▶ [Written problem A]
In the records, repeat the lines between the line holding "of the cluster" and the line holding "Target: cluster of insect", inclusive, exactly as they appear.

▶ [Text section]
....

Friday, September 27, 2013

Friday Freebie: Rivers by Michael Farris Smith and Archangel by Andrea Barrett


Congratulations to Lara Smith, winner of last week's Friday Freebie: After Her by Joyce Maynard.

This week's book giveaway is a fiction duet.  One lucky reader will win hardback copies of both Rivers by Michael Farris Smith and Archangel by Andrea Barrett.

I've already written about Rivers here at the blog and said the opening lines were a prime example of why this novel is sitting very high atop my mountain of books to be read (aka Mt. NeveRest), but as a reminder, here's the publisher's jacket copy:
Following years of catastrophic hurricanes, the Gulf Coast—stretching from the Florida panhandle to the western Louisiana border—has been brought to its knees.  The region is so punished and depleted that the government has drawn a new boundary ninety miles north of the coastline.  Life below the Line offers no services, no electricity, and no resources, and those who stay behind live by their own rules.  Cohen is one who stayed.  Unable to overcome the crushing loss of his wife and unborn child who were killed during an evacuation, he returned home to Mississippi to bury them on family land.  Until now he hasn’t had the strength to leave them behind, even to save himself.  But after his home is ransacked and all of his carefully accumulated supplies stolen, Cohen is finally forced from his shelter.  On the road north, he encounters a colony of survivors led by a fanatical, snake-handling preacher named Aggie who has dangerous visions of repopulating the barren region.  Realizing what’s in store for the women Aggie is holding against their will, Cohen is faced with a decision: continue to the Line alone, or try to shepherd the madman’s captives across the unforgiving land with the biggest hurricane yet bearing down—and Cohen harboring a secret that may pose the greatest threat of all.  Eerily prophetic in its depiction of a southern landscape ravaged by extreme weather, Rivers is a masterful tale of survival and redemption in a world where the next devastating storm is never far behind.

....

▶ [Exercise material]
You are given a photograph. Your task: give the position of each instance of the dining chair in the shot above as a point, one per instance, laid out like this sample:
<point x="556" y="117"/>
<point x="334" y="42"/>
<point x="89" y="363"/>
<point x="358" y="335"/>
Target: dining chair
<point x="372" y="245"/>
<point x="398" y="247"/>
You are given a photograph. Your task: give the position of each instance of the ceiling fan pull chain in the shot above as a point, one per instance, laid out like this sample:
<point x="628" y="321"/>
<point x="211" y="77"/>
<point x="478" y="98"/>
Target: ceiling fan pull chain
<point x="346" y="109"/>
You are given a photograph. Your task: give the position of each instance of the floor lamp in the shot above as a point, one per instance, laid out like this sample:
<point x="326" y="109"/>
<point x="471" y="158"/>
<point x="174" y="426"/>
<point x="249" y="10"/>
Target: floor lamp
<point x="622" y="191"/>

....

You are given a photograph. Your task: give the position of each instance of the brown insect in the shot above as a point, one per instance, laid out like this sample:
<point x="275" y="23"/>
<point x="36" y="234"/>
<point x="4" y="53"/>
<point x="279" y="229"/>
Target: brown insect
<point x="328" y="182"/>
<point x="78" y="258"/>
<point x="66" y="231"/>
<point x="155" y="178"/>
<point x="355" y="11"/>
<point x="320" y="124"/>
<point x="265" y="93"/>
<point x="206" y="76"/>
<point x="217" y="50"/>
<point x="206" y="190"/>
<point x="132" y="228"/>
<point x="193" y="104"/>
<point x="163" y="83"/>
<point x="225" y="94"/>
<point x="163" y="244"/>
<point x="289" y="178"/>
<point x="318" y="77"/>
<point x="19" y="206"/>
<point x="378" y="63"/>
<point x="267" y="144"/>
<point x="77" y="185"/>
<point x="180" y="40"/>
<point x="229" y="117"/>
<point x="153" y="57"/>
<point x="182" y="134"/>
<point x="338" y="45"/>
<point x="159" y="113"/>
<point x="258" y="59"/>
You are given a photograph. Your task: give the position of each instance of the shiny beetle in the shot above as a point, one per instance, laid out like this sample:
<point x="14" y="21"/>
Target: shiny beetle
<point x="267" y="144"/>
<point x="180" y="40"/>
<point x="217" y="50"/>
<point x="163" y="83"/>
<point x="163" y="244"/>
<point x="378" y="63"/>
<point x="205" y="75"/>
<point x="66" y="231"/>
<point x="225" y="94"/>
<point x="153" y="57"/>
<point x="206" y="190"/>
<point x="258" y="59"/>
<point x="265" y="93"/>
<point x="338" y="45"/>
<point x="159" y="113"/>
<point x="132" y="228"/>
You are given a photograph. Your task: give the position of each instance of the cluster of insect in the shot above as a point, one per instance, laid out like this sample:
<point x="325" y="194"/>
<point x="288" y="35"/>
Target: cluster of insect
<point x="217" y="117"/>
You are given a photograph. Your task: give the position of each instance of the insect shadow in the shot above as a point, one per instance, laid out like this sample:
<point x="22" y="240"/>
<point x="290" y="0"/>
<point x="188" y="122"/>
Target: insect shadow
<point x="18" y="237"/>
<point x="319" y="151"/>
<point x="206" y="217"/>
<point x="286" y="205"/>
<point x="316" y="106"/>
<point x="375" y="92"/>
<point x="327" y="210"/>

....

▶ [Written problem B]
In the book giveaway post, rewrite the paragraph beginning "Following years of catastrophic hurricanes" in a shorter form that keeps its main facts.

▶ [Written reply A]
You are given a photograph. Your task: give the position of each instance of the cluster of insect in the shot above as a point, one per instance, laid out like this sample:
<point x="325" y="194"/>
<point x="288" y="35"/>
Target: cluster of insect

▶ [Written reply B]
After years of catastrophic hurricanes wreck the Gulf Coast, the government draws a new boundary ninety miles north of the coastline. Below this Line there are no services, electricity, or resources. Cohen has stayed there, unable to leave the family land in Mississippi where he buried his wife and unborn child, who were killed during an evacuation. When his home is ransacked and his supplies are stolen, he heads north. On the way he meets a colony of survivors led by Aggie, a fanatical, snake-handling preacher who wants to repopulate the region. Seeing what awaits the women Aggie holds against their will, Cohen must choose between reaching the Line alone and guiding the captives across the land as the biggest hurricane yet approaches. He also harbors a secret that may be the greatest threat of all. The publisher calls Rivers an eerily prophetic, masterful tale of survival and redemption.